_Directive_
Reproduce the records from the line containing "Where can you spot the roll-up" through the last line of the records, including the requests, and shift each answer coordinate by adding 107 to both of its numbers.

________

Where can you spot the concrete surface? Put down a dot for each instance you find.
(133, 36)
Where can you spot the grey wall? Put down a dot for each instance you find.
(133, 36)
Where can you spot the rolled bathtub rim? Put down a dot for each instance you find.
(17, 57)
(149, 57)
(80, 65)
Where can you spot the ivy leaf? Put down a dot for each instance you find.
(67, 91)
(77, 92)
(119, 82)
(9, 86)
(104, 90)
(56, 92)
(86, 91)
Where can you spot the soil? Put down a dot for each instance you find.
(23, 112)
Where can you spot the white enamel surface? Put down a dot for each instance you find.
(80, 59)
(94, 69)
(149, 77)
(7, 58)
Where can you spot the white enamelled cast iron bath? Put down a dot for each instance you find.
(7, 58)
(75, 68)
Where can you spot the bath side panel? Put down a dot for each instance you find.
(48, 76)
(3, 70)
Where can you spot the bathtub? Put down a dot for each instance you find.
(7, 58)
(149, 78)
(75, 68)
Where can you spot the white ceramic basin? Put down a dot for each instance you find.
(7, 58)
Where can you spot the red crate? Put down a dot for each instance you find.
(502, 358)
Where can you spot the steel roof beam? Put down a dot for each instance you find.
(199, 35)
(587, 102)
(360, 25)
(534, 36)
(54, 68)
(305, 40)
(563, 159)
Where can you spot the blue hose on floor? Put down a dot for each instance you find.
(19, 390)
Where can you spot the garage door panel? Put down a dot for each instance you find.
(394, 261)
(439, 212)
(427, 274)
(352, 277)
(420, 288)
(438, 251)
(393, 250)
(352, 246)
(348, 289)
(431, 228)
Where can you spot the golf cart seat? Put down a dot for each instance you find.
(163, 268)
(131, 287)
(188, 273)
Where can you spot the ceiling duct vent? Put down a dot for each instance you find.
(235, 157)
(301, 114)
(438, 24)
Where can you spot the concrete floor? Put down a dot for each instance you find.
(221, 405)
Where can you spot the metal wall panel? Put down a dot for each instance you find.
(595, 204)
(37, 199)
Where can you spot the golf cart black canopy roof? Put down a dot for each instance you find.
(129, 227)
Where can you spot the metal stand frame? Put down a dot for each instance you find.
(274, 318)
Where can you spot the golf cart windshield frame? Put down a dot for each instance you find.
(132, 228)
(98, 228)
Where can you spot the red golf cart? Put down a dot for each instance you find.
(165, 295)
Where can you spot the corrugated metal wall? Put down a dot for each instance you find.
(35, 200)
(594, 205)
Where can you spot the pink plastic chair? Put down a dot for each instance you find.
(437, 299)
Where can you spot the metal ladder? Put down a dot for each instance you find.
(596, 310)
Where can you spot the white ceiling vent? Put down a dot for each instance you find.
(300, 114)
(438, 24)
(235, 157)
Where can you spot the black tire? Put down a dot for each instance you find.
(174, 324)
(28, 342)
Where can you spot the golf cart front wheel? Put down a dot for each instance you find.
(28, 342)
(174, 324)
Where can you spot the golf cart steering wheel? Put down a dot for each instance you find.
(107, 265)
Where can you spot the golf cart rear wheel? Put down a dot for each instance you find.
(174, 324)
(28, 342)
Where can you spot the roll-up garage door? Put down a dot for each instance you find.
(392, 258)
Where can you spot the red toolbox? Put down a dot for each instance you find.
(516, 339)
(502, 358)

________

_Response to this task_
Where can you spot the roll-up garage door? Put down a dot for each instance you find.
(499, 365)
Where can you spot the red toolbox? Put down a dot for each instance you find.
(623, 446)
(609, 465)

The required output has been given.